▸ **EXERCISE**: Copy the data below line for line, with no changes.

▸ **DATASET**:
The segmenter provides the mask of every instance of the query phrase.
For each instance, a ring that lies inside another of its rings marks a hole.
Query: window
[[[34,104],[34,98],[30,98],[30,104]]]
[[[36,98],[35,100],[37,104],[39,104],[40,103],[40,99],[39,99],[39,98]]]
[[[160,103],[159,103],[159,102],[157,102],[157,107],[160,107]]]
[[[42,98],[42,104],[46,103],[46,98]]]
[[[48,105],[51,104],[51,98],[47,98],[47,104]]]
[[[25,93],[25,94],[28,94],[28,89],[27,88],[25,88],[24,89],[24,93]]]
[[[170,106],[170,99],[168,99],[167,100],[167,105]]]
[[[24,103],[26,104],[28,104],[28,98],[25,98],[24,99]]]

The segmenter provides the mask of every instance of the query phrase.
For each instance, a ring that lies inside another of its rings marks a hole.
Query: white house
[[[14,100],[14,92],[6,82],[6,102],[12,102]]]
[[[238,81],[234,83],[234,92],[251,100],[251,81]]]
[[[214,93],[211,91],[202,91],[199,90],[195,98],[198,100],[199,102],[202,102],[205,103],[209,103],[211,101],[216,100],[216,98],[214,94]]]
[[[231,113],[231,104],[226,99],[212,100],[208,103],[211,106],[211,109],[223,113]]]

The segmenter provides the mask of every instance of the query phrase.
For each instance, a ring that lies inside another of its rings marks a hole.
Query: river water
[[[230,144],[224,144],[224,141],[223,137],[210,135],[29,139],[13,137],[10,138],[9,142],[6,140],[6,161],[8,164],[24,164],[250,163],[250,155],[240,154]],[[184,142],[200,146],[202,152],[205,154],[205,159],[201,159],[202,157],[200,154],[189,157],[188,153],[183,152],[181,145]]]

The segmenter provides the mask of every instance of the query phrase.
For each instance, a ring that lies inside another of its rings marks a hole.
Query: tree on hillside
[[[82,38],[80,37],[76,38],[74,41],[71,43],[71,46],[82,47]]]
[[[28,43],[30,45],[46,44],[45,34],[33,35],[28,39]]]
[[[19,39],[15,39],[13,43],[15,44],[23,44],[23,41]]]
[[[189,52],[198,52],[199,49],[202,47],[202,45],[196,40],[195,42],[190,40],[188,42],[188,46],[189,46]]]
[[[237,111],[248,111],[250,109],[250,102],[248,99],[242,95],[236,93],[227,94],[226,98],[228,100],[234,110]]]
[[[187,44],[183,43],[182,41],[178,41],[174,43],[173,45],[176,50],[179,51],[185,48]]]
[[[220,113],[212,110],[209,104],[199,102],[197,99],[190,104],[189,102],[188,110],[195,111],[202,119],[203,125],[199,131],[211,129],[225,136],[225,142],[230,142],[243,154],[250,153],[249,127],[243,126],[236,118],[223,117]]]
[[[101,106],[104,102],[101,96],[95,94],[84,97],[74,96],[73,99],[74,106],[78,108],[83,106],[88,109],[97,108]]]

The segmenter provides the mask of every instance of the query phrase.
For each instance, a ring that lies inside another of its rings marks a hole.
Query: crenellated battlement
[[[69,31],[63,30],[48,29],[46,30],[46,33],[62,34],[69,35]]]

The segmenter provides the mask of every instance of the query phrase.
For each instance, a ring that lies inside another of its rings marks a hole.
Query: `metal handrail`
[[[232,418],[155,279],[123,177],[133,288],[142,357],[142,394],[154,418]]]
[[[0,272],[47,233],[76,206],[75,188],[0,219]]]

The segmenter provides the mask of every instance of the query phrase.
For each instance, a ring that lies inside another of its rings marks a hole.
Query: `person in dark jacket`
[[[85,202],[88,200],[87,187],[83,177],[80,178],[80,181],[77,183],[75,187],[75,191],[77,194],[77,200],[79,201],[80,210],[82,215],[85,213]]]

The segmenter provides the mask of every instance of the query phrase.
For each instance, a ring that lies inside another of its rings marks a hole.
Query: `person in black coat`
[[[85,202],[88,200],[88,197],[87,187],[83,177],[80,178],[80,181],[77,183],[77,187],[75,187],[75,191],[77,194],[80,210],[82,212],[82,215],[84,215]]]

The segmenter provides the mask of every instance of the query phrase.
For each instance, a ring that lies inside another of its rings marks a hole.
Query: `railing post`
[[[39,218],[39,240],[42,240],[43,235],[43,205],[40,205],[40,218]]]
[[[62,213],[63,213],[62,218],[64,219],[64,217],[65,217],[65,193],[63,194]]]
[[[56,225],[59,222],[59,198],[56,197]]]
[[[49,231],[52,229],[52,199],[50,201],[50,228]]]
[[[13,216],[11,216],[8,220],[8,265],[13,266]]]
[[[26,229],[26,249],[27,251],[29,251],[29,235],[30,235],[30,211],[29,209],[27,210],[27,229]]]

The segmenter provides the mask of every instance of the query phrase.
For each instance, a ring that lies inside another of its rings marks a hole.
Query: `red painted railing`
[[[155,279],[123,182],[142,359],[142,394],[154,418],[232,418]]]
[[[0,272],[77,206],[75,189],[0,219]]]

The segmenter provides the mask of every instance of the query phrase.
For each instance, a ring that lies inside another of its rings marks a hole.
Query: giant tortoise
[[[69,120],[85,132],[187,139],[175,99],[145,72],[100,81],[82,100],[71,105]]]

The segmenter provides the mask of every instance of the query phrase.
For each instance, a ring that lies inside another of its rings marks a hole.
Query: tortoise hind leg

▸ **RESPONSE**:
The segmenter provides the mask of every instance of the query phrase.
For each instance, a ring that lies inside another of its rings marks a hole.
Query: window
[[[34,104],[34,98],[30,98],[30,104]]]
[[[36,98],[35,100],[37,104],[39,104],[40,103],[40,99],[39,99],[39,98]]]
[[[160,103],[159,103],[159,102],[157,102],[157,107],[160,107]]]
[[[42,98],[42,104],[46,103],[46,98]]]
[[[48,105],[51,104],[51,98],[47,98],[47,104]]]
[[[25,93],[25,94],[28,94],[28,89],[27,88],[25,88],[24,89],[24,93]]]
[[[170,106],[170,99],[168,99],[167,100],[167,105]]]
[[[24,103],[26,104],[28,104],[28,98],[25,98],[24,99]]]

The segmenter provides the mask of every instance of the query phrase.
For each instance, a ring that lies inside another of its rings marks a hole.
Query: white house
[[[14,100],[14,92],[6,82],[6,102],[12,102]]]
[[[238,81],[234,83],[234,92],[251,100],[251,81]]]
[[[214,93],[211,91],[202,91],[199,90],[195,98],[198,100],[199,102],[202,102],[205,103],[209,103],[211,101],[216,100],[216,98],[214,94]]]
[[[231,113],[231,104],[226,99],[212,100],[208,103],[211,106],[211,109],[223,113]]]

The segmenter provides the mask of every instance of the query phrase.
For each instance, a ring that lies inside another of its rings marks a hole.
Query: river water
[[[230,144],[224,144],[224,141],[223,137],[210,135],[29,139],[13,137],[10,138],[9,142],[6,140],[6,161],[8,164],[24,164],[250,163],[250,155],[240,154]],[[184,142],[200,146],[202,152],[205,154],[205,159],[201,159],[202,157],[200,154],[189,157],[188,153],[183,152],[181,145]]]

The segmenter provides the mask of every instance of the query phrase.
For each instance, a ring that lies inside another of its rings marks a hole.
Query: tree on hillside
[[[82,38],[80,37],[76,38],[74,41],[71,43],[71,46],[82,47]]]
[[[28,43],[30,45],[46,44],[45,34],[33,35],[28,39]]]
[[[19,39],[15,39],[13,43],[15,44],[23,44],[23,41]]]
[[[189,52],[198,52],[199,49],[202,47],[202,45],[196,40],[195,42],[190,40],[188,42],[188,46],[189,46]]]
[[[237,111],[248,111],[250,109],[250,102],[248,99],[242,95],[236,93],[227,94],[226,98],[228,100],[234,110]]]
[[[187,44],[183,43],[182,41],[178,41],[174,43],[173,45],[176,50],[179,51],[185,48]]]
[[[220,113],[212,110],[209,104],[199,102],[197,99],[190,104],[189,102],[188,110],[195,111],[202,119],[203,125],[199,131],[211,129],[225,136],[225,142],[230,142],[243,154],[250,153],[249,127],[243,126],[236,118],[223,117]]]
[[[101,106],[104,102],[101,96],[95,94],[84,97],[74,96],[73,99],[74,106],[78,108],[83,106],[88,109],[97,108]]]

The segmenter provides the mask of every instance of the query phrase.
For each instance, a ring that lies inside another of its rings marks a hole.
Query: crenellated battlement
[[[69,31],[63,30],[48,29],[46,30],[46,33],[62,34],[69,35]]]

The segmenter provides the mask of every instance of the query phrase.
For each instance, a ring that lies inside another of its rings marks a hole.
Query: `metal handrail`
[[[232,418],[155,279],[123,177],[133,288],[142,357],[142,394],[154,418]]]
[[[0,272],[47,233],[76,206],[75,188],[0,219]]]

The segmenter provides the mask of every instance of the query phrase.
For each instance, a ring that lies inside another of its rings marks a hole.
Query: `person in dark jacket`
[[[85,202],[88,200],[87,187],[83,177],[80,178],[80,181],[77,183],[75,187],[75,191],[77,194],[77,200],[79,201],[80,210],[82,215],[85,213]]]

The segmenter provides the mask of every instance of the query phrase.
For each instance, a ring that lies inside another of its rings marks a hole.
Query: `person in black coat`
[[[85,202],[88,200],[88,197],[87,187],[83,177],[80,178],[80,181],[77,183],[77,187],[75,187],[75,191],[77,194],[80,210],[82,212],[82,215],[84,215]]]

The segmenter provides the mask of every instance of the query phrase.
For each instance, a ring that lies inside another of its rings marks a hole.
Query: `railing post`
[[[39,218],[39,240],[42,240],[43,235],[43,205],[40,205],[40,218]]]
[[[62,213],[63,213],[62,218],[64,219],[64,217],[65,217],[65,193],[63,194]]]
[[[56,225],[59,222],[59,198],[56,197]]]
[[[49,231],[52,229],[52,199],[50,201],[50,228]]]
[[[13,216],[11,216],[8,220],[8,265],[13,266]]]
[[[26,229],[26,249],[27,251],[29,251],[29,235],[30,235],[30,211],[29,209],[27,210],[27,229]]]

The segmenter provides the mask of every instance of the query phrase.
For each instance, a ring that lies inside another of its rings marks a hole.
Query: `red painted railing`
[[[155,279],[123,182],[142,359],[142,394],[154,418],[232,418]]]
[[[0,272],[77,206],[75,189],[0,219]]]

The segmenter provides the mask of every instance of the query phrase.
For each instance, a ring that lies inside another of its rings marks a hole.
Query: giant tortoise
[[[69,120],[85,132],[187,139],[175,99],[145,72],[100,81],[82,100],[71,105]]]

The segmenter provides the mask of every instance of the query phrase.
For each instance, a ring that lies inside another of its rings marks a hole.
Query: tortoise hind leg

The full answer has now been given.